SET TASKS:
1: List the things the travelers see in the temperate valley in the Journey of the Magi reading, from "With a running stream" through "galloped away in the meadow."
2: From the Journey of the Magi reading, extract the passage between "There were times" and "was all folly.", inclusive.
3: Continue the Journey of the Magi page after its final line.

DOCUMENT SECTION:
++++++

Opening Reading: Journey of the Magi, T.S. Eliot
“A cold coming we had of it, Just the worst time of the year
For a journey, and such a long journey: The ways deep and the weather sharp, The very dead of winter.”
And the camels galled, sore-footed, refractory,
Lying down in the melting snow.
There were times we regretted
The summer palaces on slopes, the terraces,
And the silken girls bringing sherbet.
Then the camel men cursing and grumbling
And running away, and wanting their liquor and women,
And the night-fires gong out, and the lack of shelters,
And the cities hostile and the towns unfriendly
And the villages dirty, and charging high prices.:
A hard time we had of it.
At the end we preferred to travel all night,
Sleeping in snatches,
With the voices singing in our ears, saying
That this was all folly.
Then at dawn we came down to a temperate valley,
Wet, below the snow line, smelling of vegetation;
With a running stream and a water-mill beating the darkness,
And three trees on the low sky,
And an old white horse galloped away in the meadow.
Then we came to a tavern with vine-leaves over the lintel,
Six hands at an open door dicing for pieces of silver,
And feet kicking the empty wine-skins.
But there was no information, and so we continued
And arrived at evening, not a moment too soon
Finding the place; it was (you may say) satisfactory.
All this was a long time ago, I remember,
And I would do it again, but set down
This set down
This: were we lead all that way for
Birth or Death? There was a Birth, certainly,
We had evidence and no doubt. I have seen birth and death,
But had thought they were different; this Birth was
Hard and bitter agony for us, like Death, our death.
We returned to our places, these Kingdoms,
But no longer at ease here, in the old dispensation,
With an alien people clutching their gods.
I should be glad of another death.
Sermon: Epiphanies, Large and Small (Extra Large also available)

++++++

STORED DATA:
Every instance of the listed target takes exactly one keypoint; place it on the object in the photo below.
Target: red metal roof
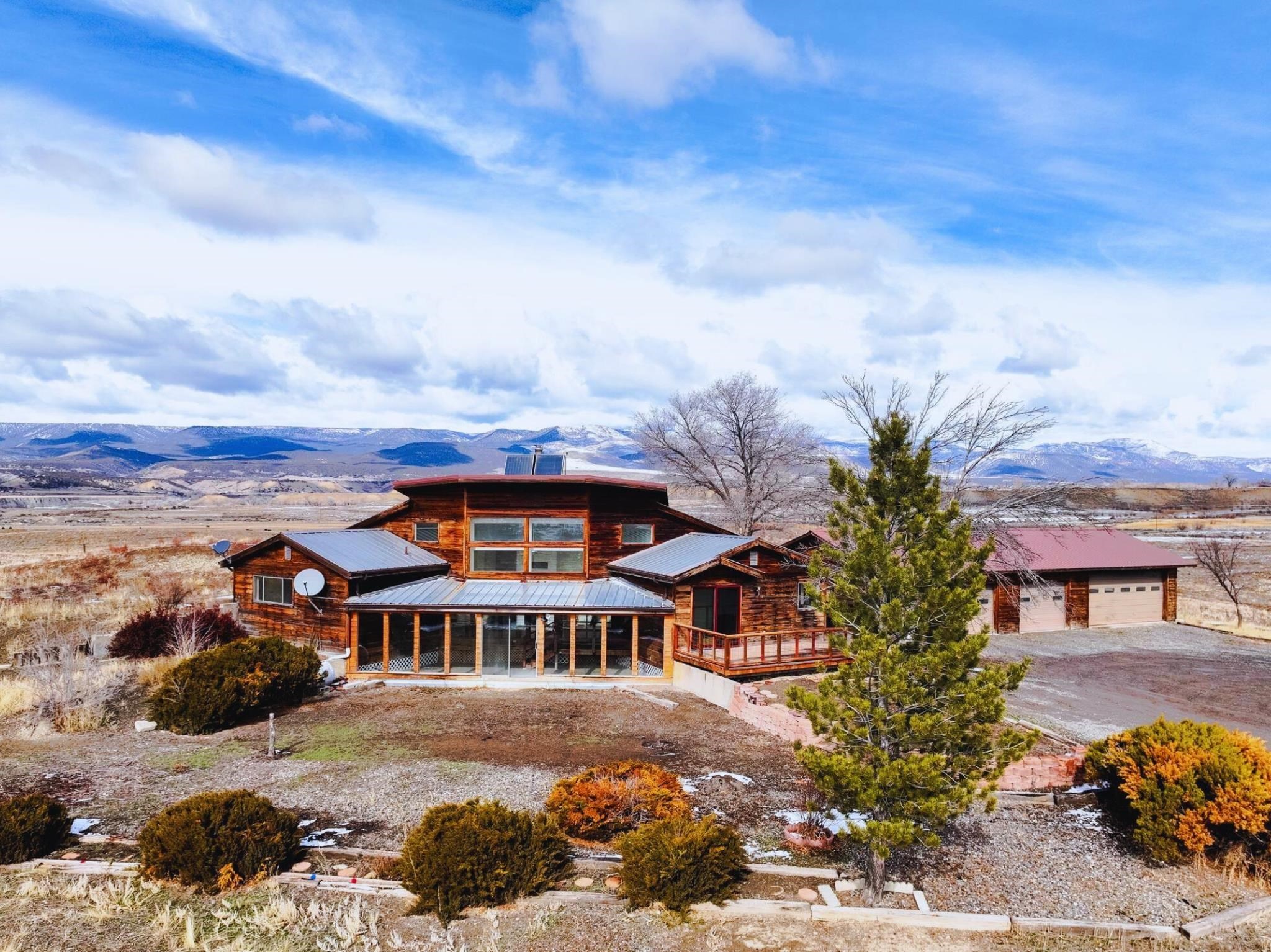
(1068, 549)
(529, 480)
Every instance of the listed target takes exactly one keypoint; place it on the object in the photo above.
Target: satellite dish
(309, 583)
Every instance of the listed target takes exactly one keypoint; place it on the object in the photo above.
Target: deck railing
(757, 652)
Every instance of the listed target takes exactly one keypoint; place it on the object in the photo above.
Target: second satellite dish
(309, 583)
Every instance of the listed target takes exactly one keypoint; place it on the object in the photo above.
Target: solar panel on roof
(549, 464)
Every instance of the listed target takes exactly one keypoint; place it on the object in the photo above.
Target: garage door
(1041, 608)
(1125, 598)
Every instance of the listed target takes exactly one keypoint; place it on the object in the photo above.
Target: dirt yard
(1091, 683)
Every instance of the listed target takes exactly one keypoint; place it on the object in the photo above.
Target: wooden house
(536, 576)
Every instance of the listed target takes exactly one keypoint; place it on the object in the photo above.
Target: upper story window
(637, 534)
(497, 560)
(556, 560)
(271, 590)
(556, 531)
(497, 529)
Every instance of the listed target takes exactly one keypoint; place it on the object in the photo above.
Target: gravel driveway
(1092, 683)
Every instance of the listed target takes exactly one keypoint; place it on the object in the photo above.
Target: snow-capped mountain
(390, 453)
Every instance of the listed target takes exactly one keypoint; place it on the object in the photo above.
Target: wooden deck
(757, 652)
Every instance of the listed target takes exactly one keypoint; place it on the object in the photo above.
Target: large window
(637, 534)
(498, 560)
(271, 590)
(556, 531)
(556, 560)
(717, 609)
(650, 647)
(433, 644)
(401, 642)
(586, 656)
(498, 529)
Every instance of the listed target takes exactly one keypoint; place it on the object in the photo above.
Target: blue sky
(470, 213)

++++++

RESULTS IN ORDER:
1:
- a running stream
- a water-mill beating the darkness
- three trees on the low sky
- an old white horse galloping away in the meadow

2:
There were times we regretted
The summer palaces on slopes, the terraces,
And the silken girls bringing sherbet.
Then the camel men cursing and grumbling
And running away, and wanting their liquor and women,
And the night-fires gong out, and the lack of shelters,
And the cities hostile and the towns unfriendly
And the villages dirty, and charging high prices.:
A hard time we had of it.
At the end we preferred to travel all night,
Sleeping in snatches,
With the voices singing in our ears, saying
That this was all folly.

3:
Feast of the Epiphany…12 days after Christmas; January 6, which is the source of the song,
On the twelfth day of Christmas,
my true love sent to me
Twelve drummers drumming,
Eleven pipers piping,
Ten lords a-leaping,
Nine ladies dancing,
Eight maids a-milking,
Seven swans a-swimming,
Six geese a-laying,
Five golden rings,
Four calling birds,
Three French hens,
Two turtle doves,
And a partridge in a pear tree!
The church’s reference to the Epiphany referred to the Magi’s recognition of the Divine in Jesus – or Jesus as “Divine.”
The Unitarian version of the epiphany is the recognition of a Divine spark in every person – or as the Natural World imbued with Sacredness.
An epiphany is a sudden insight – a moment when you make some connection with an idea and you say something like “It speaks to me,” or, “I get it!” We feast, spiritually, on our epiphanies.
We all have epiphanies from time to time; they happen, for example, when we see some truth behind the story; poem; music; usually it’s a familiar poem or an old story or a well-worn piece of music and we have the sense of seeing it ‘as if for the first time.’
Most epiphanies are small and we don’t even mention them to anyone but ourselves.
The medium sized epiphanies need to be shared, so we tell someone about the new insight.
Size large comes with a ‘wow,’ as if we’ve been bowled over by it, and we know right away that we can’t express it in words.
One size doesn’t fit all. There’s even an extra large size. The extra large epiphany is what caused someone to say, “I’m not a human being having a spiritual experience, I’m a spiritual being having a human experience.”
One of the great things about the spiritual aspect of this human experience is the fresh insights that come to us from time to time; simple experiences when we realize that we’ve just learned something new; or when we feel like we understand something we’ve never really understood.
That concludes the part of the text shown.